Data records

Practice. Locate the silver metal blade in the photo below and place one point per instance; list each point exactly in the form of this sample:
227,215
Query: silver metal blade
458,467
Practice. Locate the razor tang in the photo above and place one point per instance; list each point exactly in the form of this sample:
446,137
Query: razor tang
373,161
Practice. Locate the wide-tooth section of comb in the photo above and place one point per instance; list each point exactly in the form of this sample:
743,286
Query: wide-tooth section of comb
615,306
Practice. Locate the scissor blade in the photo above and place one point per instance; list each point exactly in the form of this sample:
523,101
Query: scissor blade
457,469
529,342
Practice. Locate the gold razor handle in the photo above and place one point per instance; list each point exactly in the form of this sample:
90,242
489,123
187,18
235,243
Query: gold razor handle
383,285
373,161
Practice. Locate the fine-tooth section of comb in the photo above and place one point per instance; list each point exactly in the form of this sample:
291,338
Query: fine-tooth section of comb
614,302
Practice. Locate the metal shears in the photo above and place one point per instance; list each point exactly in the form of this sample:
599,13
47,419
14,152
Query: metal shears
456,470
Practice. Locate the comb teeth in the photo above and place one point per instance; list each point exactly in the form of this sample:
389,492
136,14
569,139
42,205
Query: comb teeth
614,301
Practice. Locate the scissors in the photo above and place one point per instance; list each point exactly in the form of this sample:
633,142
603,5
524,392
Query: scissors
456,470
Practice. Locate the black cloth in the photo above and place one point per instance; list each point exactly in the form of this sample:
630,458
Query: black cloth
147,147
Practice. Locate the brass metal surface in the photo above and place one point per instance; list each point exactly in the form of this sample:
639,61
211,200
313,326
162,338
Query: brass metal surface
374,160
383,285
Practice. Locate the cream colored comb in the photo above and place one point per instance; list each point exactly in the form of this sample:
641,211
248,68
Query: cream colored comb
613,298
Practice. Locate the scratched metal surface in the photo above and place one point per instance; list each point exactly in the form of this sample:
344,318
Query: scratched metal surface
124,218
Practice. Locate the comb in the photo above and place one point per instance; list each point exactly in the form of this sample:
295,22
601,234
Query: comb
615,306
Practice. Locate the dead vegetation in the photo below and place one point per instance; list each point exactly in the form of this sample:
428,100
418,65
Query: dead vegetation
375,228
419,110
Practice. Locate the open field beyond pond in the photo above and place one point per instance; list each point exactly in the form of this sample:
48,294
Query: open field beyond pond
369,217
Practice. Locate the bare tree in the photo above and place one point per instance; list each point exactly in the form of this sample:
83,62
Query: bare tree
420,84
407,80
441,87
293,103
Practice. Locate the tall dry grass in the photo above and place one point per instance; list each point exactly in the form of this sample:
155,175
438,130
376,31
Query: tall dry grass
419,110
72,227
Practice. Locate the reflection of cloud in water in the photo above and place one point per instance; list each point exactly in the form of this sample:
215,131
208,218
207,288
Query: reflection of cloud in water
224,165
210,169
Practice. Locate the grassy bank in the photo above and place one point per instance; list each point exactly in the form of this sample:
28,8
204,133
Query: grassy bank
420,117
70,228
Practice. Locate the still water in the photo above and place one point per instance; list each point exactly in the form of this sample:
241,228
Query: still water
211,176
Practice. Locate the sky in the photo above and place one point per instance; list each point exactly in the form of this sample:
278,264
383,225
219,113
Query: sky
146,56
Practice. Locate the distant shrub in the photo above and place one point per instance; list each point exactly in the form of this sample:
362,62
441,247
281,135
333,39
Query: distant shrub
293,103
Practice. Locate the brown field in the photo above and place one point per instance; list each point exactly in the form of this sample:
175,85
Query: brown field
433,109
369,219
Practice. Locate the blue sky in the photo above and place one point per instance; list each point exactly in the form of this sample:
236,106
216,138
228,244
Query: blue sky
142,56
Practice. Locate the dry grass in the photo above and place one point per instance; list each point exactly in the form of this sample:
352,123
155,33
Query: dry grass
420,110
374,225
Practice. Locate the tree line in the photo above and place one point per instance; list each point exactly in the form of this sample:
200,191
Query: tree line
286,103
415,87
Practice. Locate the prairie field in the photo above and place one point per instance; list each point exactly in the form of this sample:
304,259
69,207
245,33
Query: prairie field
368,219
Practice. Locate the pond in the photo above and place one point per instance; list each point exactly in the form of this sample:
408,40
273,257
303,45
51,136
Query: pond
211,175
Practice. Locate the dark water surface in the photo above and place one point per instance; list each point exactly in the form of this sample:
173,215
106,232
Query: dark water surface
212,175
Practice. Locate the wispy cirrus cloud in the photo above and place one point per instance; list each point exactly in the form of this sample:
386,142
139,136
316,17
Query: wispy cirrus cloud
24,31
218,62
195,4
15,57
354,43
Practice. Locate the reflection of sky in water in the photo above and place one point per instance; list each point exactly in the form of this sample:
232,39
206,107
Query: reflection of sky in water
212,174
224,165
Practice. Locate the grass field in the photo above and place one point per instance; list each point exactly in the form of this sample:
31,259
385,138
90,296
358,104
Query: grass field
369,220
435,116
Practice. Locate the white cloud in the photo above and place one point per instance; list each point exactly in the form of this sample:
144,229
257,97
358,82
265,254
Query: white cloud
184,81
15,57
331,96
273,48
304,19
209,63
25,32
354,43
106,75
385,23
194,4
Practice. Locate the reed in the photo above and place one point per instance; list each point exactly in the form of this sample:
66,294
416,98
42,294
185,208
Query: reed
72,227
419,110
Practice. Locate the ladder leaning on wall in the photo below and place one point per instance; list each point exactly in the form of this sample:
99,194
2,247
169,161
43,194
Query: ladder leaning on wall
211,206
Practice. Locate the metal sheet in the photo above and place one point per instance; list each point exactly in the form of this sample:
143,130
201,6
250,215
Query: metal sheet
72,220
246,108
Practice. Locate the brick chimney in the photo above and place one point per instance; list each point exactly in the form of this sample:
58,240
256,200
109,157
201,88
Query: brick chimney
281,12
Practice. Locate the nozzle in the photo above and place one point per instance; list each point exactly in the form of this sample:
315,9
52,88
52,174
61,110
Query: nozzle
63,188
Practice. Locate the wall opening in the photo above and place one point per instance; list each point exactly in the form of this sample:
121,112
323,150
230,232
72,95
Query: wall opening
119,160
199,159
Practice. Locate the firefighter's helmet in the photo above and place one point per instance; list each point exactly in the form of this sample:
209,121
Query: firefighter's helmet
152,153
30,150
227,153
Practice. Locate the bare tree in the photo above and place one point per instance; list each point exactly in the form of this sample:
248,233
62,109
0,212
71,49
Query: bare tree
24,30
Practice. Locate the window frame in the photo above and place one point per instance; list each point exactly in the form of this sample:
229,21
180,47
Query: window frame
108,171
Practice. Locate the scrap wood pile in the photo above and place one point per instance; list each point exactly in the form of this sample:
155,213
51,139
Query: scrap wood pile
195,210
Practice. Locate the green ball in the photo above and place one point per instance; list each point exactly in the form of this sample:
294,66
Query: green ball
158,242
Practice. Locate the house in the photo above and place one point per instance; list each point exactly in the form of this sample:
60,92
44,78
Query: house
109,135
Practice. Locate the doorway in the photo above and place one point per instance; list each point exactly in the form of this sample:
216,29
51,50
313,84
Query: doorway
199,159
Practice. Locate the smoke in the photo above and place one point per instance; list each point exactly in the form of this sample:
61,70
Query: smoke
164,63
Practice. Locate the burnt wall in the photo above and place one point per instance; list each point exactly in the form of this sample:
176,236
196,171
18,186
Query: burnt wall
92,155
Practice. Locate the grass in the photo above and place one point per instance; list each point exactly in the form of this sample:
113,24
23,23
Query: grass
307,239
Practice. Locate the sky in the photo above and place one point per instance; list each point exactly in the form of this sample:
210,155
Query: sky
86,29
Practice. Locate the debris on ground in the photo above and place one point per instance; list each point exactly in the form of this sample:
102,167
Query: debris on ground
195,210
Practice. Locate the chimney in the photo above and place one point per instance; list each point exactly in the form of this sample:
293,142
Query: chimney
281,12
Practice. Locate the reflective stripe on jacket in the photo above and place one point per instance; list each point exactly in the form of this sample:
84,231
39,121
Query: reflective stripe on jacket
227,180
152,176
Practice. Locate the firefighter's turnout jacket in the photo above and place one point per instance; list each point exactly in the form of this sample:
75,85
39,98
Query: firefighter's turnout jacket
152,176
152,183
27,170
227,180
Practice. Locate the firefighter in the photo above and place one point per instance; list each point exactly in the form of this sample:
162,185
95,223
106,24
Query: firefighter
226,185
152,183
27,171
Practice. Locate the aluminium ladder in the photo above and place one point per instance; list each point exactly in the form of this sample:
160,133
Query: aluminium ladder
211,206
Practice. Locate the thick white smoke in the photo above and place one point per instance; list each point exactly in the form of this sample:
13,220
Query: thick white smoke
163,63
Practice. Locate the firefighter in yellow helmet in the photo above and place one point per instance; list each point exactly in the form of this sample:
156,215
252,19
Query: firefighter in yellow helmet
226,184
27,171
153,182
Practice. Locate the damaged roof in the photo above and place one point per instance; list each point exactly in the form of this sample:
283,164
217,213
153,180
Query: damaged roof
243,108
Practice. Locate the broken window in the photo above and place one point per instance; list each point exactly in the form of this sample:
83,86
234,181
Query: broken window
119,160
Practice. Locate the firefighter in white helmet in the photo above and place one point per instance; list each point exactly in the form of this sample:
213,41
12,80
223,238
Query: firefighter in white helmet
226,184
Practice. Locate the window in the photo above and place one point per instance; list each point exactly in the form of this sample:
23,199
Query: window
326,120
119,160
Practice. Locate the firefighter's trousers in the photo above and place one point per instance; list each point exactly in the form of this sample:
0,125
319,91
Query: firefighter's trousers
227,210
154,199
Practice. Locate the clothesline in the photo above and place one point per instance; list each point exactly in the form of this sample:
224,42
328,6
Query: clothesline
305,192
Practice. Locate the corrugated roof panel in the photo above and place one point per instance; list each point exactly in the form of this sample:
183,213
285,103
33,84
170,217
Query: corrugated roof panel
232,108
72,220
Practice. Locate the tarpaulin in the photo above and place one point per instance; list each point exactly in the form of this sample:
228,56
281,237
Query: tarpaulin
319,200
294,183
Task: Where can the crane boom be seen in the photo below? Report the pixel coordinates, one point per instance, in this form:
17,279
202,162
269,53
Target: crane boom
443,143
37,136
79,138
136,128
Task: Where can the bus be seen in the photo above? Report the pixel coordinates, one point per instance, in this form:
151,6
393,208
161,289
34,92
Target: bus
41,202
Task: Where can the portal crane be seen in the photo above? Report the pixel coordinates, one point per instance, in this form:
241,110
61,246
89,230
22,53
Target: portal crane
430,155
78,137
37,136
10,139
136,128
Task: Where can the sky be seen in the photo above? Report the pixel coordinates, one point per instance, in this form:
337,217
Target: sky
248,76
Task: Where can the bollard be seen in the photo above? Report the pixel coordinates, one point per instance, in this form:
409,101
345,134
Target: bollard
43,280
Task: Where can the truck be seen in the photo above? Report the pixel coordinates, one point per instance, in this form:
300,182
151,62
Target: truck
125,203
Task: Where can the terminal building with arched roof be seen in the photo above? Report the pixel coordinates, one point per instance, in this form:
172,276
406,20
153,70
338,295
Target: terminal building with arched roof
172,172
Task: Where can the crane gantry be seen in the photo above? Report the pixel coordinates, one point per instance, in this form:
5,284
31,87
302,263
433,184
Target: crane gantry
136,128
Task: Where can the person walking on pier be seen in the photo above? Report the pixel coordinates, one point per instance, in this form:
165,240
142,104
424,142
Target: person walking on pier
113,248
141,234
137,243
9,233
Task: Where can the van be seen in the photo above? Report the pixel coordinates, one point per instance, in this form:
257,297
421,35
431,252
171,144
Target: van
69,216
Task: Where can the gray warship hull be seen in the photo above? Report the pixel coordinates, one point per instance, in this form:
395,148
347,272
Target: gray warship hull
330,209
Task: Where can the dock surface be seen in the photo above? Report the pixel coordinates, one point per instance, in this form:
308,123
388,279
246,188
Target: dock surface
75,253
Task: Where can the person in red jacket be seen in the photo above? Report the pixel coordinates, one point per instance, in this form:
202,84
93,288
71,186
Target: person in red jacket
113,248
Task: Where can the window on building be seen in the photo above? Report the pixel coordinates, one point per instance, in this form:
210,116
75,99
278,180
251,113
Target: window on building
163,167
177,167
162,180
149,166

WHAT IS EXPECTED
Each line from the one containing "Task: Where can the gray" to the final line of the entries above must be returned exactly, and no other line may appear.

ANSWER TO THIS TASK
Task: Where can the gray warship hull be seen in the photo above? Report the pixel coordinates, one point per instance, in this form:
395,148
347,272
Target: gray warship hull
330,209
Task: Where can the dock surface be seen in the photo above? Report the pixel coordinates, one point per instance, in this form:
308,123
388,279
246,188
Target: dock surface
75,253
Task: Where can the person in red jacket be seen in the photo above? Report the pixel coordinates, one point per instance, in this form:
202,84
93,288
71,186
Target: person in red jacket
113,248
Task: Where can the window on building be seen in the photo above? Report the pixel coordinates, one point per instance, in this form:
210,116
75,99
278,180
251,113
Target: window on building
163,167
177,167
162,180
149,166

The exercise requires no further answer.